# Records for this exercise start

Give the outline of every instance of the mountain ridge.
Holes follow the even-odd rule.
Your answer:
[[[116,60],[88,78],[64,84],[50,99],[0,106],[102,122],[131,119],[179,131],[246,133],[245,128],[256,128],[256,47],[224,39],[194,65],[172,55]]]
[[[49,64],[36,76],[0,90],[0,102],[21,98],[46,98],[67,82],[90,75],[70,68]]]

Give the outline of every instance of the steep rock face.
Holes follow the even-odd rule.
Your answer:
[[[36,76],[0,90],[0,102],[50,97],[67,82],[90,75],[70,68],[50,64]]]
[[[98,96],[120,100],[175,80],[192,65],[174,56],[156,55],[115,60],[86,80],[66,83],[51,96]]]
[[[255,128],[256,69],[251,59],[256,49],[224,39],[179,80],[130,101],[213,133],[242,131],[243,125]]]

# Records for this exercise end

Please write out the material above again, changing "steep rock face" to "sheer cliff" and leaving the rest as it is.

Give the outline of every instance of the mountain ridge.
Holes follow the even-odd rule.
Your answer:
[[[116,60],[88,78],[64,84],[50,99],[0,106],[102,122],[131,119],[179,131],[246,133],[245,128],[256,128],[256,47],[224,39],[194,65],[172,55]]]
[[[49,64],[36,76],[0,90],[0,102],[21,98],[46,98],[67,82],[90,75],[70,68]]]

Give the outline of every instance of the sheer cliff.
Holes follow the even-odd rule.
Your answer:
[[[36,76],[0,90],[0,102],[50,97],[67,82],[90,75],[70,68],[50,64]]]
[[[98,96],[120,100],[175,80],[192,65],[174,56],[156,55],[115,60],[86,80],[66,83],[51,96]]]
[[[255,128],[256,69],[251,59],[256,49],[224,39],[179,80],[130,101],[213,133],[242,131],[243,125]]]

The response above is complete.